Point-per-instance localization data
....
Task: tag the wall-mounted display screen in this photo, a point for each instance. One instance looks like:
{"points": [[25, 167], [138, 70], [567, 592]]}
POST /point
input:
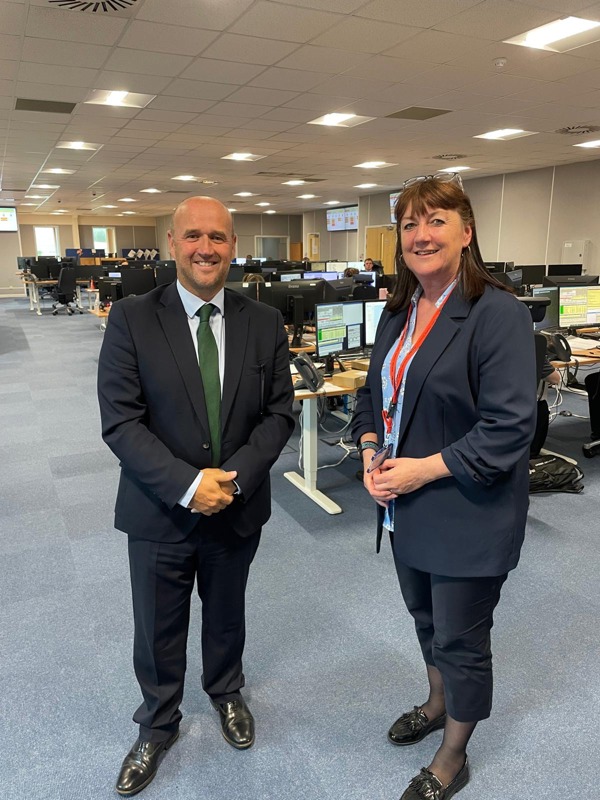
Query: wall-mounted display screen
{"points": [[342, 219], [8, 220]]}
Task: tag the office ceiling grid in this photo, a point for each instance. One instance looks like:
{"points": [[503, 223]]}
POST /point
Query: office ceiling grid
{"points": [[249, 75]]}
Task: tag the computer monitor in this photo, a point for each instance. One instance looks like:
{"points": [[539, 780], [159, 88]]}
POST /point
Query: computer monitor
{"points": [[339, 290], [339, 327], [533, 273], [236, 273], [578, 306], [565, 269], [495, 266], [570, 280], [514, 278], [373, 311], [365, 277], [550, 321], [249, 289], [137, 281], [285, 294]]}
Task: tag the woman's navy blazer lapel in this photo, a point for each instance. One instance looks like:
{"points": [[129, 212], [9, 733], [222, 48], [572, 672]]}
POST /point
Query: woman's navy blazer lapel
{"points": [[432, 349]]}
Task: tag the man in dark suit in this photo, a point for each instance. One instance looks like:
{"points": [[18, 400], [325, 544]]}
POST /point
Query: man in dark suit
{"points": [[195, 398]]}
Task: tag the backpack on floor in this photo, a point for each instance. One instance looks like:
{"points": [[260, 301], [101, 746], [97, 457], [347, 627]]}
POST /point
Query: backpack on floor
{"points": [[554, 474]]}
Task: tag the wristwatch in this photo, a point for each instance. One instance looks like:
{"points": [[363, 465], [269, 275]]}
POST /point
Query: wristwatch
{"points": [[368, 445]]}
....
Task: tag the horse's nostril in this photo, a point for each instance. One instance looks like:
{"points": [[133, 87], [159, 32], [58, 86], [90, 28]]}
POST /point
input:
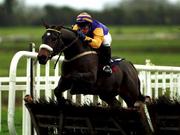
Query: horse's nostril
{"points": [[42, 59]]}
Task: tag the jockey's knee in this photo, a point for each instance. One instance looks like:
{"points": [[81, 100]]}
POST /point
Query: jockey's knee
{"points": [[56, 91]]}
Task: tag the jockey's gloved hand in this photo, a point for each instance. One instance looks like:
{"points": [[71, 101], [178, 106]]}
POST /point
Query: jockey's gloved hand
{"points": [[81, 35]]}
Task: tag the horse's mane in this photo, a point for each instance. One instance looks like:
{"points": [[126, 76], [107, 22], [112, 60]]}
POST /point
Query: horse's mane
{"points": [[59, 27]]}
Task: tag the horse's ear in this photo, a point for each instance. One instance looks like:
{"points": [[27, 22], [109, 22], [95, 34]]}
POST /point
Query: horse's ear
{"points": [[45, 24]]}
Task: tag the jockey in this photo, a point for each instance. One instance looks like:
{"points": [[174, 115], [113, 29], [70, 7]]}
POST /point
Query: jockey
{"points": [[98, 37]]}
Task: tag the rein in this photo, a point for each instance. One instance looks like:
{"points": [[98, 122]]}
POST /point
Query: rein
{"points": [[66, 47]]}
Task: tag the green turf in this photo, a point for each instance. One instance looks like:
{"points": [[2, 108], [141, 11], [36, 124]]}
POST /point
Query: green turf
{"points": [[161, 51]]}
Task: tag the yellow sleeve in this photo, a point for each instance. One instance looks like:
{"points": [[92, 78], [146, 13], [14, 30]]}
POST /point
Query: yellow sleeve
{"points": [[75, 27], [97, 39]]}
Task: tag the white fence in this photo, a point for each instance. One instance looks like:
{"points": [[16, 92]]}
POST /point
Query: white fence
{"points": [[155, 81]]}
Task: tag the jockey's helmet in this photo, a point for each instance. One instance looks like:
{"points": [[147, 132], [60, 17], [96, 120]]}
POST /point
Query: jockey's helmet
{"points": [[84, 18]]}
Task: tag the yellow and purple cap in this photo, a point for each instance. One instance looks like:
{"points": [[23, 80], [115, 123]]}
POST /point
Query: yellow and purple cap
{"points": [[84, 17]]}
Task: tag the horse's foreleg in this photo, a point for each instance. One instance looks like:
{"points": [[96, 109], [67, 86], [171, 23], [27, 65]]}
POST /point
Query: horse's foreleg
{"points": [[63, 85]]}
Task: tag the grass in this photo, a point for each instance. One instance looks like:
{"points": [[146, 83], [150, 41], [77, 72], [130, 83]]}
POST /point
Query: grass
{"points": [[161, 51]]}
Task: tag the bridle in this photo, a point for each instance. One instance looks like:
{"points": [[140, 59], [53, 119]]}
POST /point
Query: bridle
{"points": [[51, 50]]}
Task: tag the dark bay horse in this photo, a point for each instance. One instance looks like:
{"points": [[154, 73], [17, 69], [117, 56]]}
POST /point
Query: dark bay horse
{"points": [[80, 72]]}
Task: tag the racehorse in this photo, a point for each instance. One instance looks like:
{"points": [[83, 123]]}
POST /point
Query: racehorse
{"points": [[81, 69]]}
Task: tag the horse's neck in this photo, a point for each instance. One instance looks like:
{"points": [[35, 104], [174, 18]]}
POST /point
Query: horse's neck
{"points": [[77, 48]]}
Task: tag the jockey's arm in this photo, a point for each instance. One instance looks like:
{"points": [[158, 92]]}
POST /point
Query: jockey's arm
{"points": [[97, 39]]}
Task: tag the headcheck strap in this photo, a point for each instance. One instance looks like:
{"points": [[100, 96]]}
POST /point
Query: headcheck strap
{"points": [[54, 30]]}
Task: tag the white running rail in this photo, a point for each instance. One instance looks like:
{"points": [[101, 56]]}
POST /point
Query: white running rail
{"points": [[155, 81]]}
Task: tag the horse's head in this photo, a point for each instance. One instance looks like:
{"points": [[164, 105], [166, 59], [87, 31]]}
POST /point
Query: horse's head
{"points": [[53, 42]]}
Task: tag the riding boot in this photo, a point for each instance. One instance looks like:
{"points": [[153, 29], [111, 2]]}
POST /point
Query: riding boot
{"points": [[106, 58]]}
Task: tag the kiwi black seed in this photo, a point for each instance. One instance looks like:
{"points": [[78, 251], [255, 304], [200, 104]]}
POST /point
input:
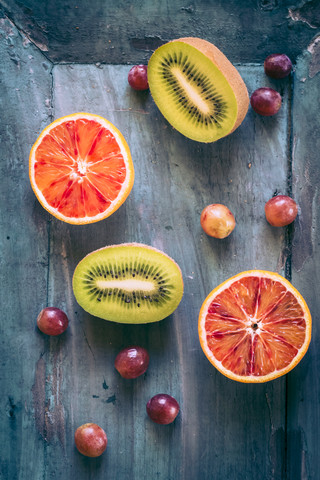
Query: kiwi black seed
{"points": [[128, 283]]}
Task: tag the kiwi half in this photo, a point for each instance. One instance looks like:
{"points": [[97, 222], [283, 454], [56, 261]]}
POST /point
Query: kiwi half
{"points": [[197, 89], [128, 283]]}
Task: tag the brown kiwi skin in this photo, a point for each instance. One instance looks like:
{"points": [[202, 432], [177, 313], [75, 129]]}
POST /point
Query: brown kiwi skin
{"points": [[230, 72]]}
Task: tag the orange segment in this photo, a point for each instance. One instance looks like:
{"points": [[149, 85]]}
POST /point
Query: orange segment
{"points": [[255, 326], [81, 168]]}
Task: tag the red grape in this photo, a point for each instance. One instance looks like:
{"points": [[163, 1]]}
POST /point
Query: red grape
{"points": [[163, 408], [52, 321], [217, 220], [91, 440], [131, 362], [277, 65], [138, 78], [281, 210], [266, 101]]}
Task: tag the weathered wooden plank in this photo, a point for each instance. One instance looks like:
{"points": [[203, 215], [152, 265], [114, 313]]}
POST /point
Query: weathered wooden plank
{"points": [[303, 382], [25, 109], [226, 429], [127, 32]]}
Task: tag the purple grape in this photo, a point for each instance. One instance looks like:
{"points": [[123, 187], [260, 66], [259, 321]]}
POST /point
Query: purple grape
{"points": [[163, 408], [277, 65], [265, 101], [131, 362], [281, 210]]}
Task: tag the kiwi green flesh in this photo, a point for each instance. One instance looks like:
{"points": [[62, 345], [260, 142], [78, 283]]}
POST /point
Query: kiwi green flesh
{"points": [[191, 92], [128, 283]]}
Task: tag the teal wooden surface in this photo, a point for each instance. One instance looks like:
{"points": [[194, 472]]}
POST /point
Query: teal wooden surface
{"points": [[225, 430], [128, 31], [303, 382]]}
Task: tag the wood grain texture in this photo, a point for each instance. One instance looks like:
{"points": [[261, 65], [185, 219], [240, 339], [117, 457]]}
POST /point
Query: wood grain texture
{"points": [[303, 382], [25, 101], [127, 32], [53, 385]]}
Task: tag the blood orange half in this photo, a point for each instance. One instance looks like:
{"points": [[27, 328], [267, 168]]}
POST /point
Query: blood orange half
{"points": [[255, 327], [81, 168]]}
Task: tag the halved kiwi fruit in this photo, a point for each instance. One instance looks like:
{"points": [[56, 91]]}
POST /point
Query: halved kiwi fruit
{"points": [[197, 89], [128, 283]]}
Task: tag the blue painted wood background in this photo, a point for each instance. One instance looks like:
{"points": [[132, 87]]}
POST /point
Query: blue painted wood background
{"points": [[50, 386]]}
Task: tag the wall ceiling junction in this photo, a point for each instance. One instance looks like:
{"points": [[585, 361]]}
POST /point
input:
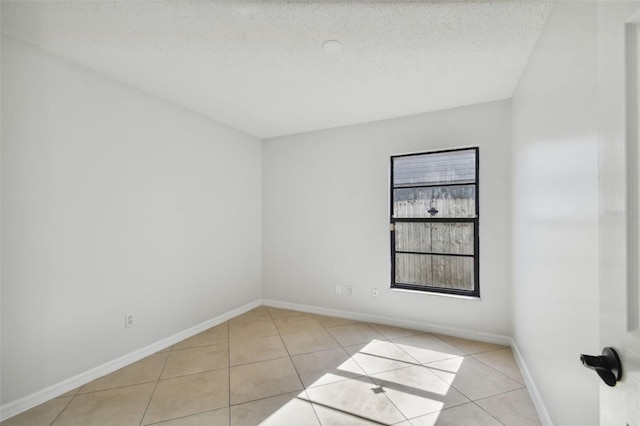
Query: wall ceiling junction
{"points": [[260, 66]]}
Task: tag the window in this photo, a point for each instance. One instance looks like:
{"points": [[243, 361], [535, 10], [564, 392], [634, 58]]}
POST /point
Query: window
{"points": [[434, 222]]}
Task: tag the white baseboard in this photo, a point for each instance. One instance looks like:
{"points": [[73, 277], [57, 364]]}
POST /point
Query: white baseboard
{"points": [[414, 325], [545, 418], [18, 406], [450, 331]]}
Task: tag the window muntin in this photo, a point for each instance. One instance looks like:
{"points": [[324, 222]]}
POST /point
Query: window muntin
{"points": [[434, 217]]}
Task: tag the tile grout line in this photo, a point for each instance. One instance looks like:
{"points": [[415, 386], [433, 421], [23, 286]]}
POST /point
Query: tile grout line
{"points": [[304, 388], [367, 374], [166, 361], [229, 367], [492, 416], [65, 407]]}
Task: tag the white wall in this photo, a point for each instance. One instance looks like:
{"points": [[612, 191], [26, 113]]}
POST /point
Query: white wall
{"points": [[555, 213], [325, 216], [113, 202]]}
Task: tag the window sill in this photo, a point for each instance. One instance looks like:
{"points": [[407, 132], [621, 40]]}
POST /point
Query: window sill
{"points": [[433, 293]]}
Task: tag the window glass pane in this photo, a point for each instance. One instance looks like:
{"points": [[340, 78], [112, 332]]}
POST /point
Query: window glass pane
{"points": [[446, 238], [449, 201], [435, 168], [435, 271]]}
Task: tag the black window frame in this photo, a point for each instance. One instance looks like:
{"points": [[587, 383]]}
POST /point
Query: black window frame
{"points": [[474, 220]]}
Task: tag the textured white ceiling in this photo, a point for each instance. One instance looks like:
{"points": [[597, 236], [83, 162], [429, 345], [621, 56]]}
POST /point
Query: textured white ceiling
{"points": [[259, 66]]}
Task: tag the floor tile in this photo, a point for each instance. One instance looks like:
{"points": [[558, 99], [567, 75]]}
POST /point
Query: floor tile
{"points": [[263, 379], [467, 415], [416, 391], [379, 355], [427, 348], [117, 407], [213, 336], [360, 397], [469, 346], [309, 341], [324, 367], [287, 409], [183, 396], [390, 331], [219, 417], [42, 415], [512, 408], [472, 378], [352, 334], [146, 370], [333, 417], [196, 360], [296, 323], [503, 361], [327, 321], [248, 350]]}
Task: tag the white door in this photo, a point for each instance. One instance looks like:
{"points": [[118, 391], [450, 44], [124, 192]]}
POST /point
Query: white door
....
Problem
In the entries above, find every line holding the word "door" and copy it out.

Answer to this problem
Task: tag the white door in this photo, a point for each instance. One instance looks like:
Query: white door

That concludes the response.